__ЗАДАНИЕ A__.
Какую область права специалисты по современному МГП, согласно цитируемому тексту, на протяжении последних двух столетий обычно игнорируют?
__ЗАДАНИЕ B__.
Выпишите все слова и словосочетания, заключенные в цитируемом тексте в кавычки-елочки.

__ЦИТИРУЕМЫЙ ТЕКСТ__.
Предполагаемое равенство воюющих сторон и беспристрастность гуманитарной помощи
Нельзя рассматривать вопросы, связанные с оружием и способами его применения в вооруженных конфликтах, в отрыве от того, в какой степени выбор и использование вооружения сформированы и предопределены тем, что имело место еще до начала конфликта, — тем, какие решения были приняты и какие идеи обдумывались.
Эта на первый взгляд вполне логичная процедура не должна никого удивлять. Однако специалисты по современному международному гуманитарному праву (МГП), как правило, ей не следуют. На протяжении последних двух столетий для них является обычным делом игнорировать ту область права, которая имеет дело с причинами и предлогами для военных конфликтов, т.е. старое jus ad bellum, и сосредотачиваться исключительно на jus in bello.Мотивы такого преимущественного внимания к jus in bello вполне объяснимы. Наиболее убедительные из них нашли воплощение в самом праве. Традиционное jus ad bellum утеряло свою притягательность для тех прагматичных и умеренных в своих воззрениях людей XVII—XVIII вв., чьи наблюдения убедили их, что своеобразно интерпретируемое jus in bello вполне способно помешать удерживанию войны в определенных рамках и ее гуманизации (как стали говорить самые большие оптимисты). Стремление к справедливости в этой области, равно как и в большинстве других, может привести как к крайностям, так и к золотой середине. Чем более люди были убеждены в абсолютной правоте и божественной поддержке дела, за которое они боролись, — т.е. чем ближе они подходили к пониманию «справедливой войны» как «священной войны», — тем, похоже, труднее становилось им ограничивать себя и проявлять сострадание. Кроме того, по мнению дипломатов и государственных деятелей ранних этапов модернизации Европы, у этой доставшейся им в наследство теории был еще один немаловажный недостаток. Старая теория справедливой войны предполагала, что даже если «правота» не принадлежит целиком и полностью одной стороне, то по крайней мере большая ее часть должна находиться именно на одной стороне, что, если рассуждать строго логически, и должно иметь место с большой вероятностью.

__НАБОР ЗАПИСЕЙ__.
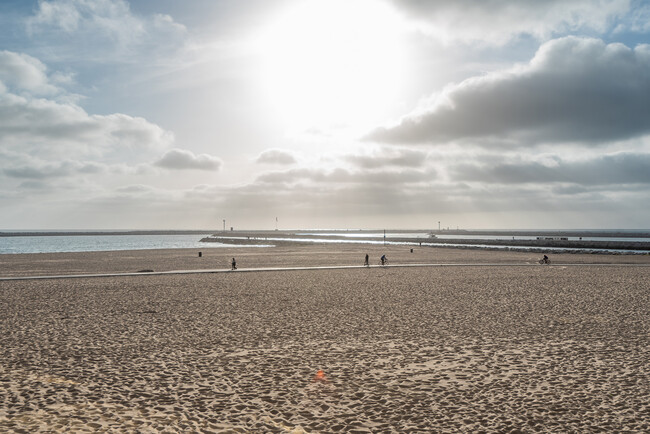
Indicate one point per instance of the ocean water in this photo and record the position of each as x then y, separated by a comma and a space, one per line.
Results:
101, 243
111, 242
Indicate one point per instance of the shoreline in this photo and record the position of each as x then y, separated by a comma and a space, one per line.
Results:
569, 246
387, 349
288, 255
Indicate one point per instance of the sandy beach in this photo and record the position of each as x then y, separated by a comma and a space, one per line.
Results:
498, 343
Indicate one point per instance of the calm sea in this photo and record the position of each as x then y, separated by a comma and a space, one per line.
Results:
109, 242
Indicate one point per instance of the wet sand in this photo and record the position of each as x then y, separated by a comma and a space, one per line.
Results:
457, 348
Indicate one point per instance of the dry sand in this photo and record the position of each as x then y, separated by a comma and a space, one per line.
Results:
450, 349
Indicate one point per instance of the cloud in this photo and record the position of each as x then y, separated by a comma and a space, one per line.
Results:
54, 170
276, 156
605, 170
57, 126
389, 157
340, 176
179, 159
110, 24
24, 73
498, 21
573, 90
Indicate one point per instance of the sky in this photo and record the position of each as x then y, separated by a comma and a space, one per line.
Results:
478, 114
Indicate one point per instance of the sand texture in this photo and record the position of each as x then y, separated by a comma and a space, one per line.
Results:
442, 349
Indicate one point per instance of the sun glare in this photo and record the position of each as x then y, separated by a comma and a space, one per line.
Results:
332, 62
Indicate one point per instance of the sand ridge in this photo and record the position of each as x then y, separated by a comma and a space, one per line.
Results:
469, 349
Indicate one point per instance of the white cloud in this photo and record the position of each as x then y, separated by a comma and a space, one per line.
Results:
389, 157
178, 159
573, 90
24, 73
622, 170
498, 21
276, 156
110, 24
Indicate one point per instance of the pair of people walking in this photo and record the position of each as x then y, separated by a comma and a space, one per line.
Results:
384, 260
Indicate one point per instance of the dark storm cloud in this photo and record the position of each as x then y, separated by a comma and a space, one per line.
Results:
573, 90
497, 21
624, 168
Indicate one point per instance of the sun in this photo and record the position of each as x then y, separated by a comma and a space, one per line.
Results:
332, 62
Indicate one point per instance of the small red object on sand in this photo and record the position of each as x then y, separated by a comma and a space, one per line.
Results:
320, 376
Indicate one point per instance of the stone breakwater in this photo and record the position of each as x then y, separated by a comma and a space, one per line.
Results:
444, 349
248, 238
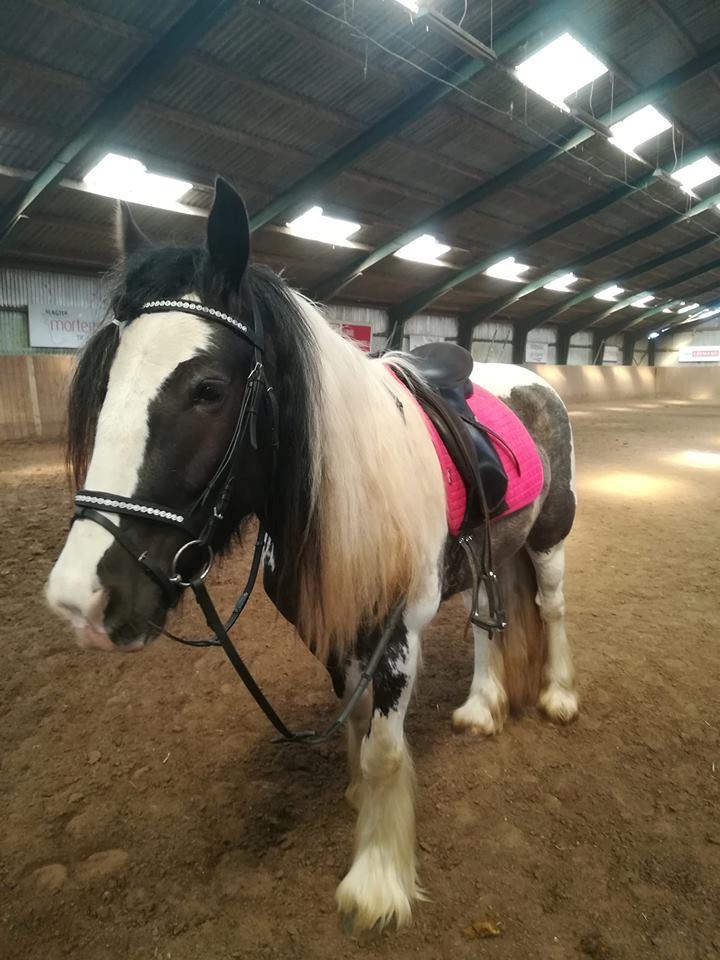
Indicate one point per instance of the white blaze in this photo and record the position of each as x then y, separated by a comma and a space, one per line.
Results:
150, 349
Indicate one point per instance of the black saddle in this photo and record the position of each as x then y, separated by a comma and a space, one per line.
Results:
446, 367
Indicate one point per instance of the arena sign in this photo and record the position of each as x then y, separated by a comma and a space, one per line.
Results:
705, 354
58, 325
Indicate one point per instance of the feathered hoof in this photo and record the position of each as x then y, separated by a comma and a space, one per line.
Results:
372, 898
558, 703
482, 714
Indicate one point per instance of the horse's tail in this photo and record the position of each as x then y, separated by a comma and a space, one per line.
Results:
523, 642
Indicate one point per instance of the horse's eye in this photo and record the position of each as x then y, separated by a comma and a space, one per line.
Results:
209, 393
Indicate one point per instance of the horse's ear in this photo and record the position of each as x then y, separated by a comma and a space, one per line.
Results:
129, 235
228, 237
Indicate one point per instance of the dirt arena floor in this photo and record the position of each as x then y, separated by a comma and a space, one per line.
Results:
145, 813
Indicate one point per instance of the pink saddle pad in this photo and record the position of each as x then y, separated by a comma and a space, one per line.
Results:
524, 469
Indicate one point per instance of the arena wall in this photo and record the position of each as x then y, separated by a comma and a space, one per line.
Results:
33, 389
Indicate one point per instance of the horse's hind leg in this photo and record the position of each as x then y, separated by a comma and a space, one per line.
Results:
485, 709
357, 727
558, 698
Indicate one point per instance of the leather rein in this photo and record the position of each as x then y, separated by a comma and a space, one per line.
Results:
203, 518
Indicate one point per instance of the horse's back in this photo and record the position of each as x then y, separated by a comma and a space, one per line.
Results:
502, 379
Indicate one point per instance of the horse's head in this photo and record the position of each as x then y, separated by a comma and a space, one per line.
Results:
154, 405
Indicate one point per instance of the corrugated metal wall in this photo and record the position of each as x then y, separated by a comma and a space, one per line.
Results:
20, 286
492, 341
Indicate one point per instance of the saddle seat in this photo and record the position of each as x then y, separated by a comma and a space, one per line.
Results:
446, 367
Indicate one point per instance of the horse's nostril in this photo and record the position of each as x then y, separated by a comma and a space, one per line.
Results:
71, 608
96, 607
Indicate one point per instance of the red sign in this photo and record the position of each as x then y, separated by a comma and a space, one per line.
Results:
361, 333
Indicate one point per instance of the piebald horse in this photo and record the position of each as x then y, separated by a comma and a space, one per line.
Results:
353, 503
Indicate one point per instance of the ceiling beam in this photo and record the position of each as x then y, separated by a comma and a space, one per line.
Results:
332, 285
407, 112
160, 58
621, 326
408, 308
677, 27
496, 306
681, 278
646, 266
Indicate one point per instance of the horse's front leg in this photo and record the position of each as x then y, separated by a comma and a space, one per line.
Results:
381, 883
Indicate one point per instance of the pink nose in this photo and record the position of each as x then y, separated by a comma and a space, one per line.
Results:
93, 636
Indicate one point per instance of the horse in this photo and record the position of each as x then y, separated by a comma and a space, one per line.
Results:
349, 492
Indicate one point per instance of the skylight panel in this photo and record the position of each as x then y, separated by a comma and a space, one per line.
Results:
561, 284
693, 174
424, 249
125, 178
638, 128
508, 269
642, 301
609, 293
560, 69
314, 225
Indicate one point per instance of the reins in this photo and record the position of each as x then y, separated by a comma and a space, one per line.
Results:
93, 505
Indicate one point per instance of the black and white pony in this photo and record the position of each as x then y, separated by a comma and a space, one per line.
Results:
355, 509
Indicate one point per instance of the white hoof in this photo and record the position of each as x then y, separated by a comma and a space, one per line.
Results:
374, 895
484, 712
559, 703
353, 795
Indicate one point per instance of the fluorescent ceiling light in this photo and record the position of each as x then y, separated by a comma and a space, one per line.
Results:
561, 284
693, 174
424, 249
559, 69
127, 179
508, 269
638, 128
705, 314
642, 301
314, 225
609, 293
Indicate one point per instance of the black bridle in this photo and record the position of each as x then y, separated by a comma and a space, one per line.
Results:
201, 521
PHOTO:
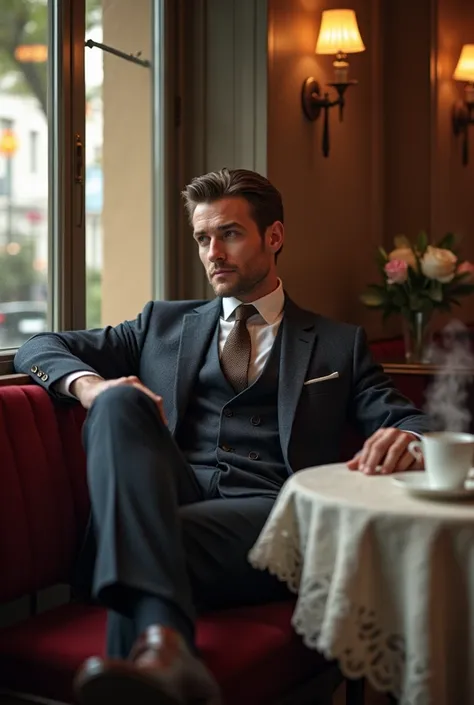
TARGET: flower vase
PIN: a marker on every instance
(417, 337)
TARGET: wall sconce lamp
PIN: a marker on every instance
(339, 34)
(463, 110)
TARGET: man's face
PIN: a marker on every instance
(237, 260)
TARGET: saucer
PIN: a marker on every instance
(416, 484)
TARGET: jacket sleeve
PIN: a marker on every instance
(375, 402)
(110, 352)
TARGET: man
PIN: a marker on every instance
(197, 413)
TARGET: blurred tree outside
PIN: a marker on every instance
(18, 277)
(25, 22)
(94, 298)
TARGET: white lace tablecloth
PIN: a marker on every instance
(385, 582)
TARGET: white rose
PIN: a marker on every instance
(439, 264)
(405, 254)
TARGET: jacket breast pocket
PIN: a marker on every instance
(327, 386)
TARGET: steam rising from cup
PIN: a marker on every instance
(447, 397)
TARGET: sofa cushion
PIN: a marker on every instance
(253, 652)
(42, 506)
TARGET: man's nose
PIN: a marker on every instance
(216, 251)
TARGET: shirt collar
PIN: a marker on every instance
(269, 306)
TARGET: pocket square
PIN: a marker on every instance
(333, 375)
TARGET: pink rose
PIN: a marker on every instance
(466, 268)
(396, 271)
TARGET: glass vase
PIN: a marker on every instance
(417, 337)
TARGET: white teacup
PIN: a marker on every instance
(448, 457)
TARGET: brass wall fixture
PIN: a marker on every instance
(339, 35)
(463, 110)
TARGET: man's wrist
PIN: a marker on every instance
(80, 385)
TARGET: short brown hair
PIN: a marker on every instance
(264, 199)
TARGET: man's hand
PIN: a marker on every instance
(386, 451)
(88, 388)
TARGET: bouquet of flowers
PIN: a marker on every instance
(418, 278)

__ОТВЕТ A__.
Старое jus ad bellum, то есть область права, которая имеет дело с причинами и предлогами для военных конфликтов.

__ОТВЕТ B__.
«справедливой войны», «священной войны», «правота»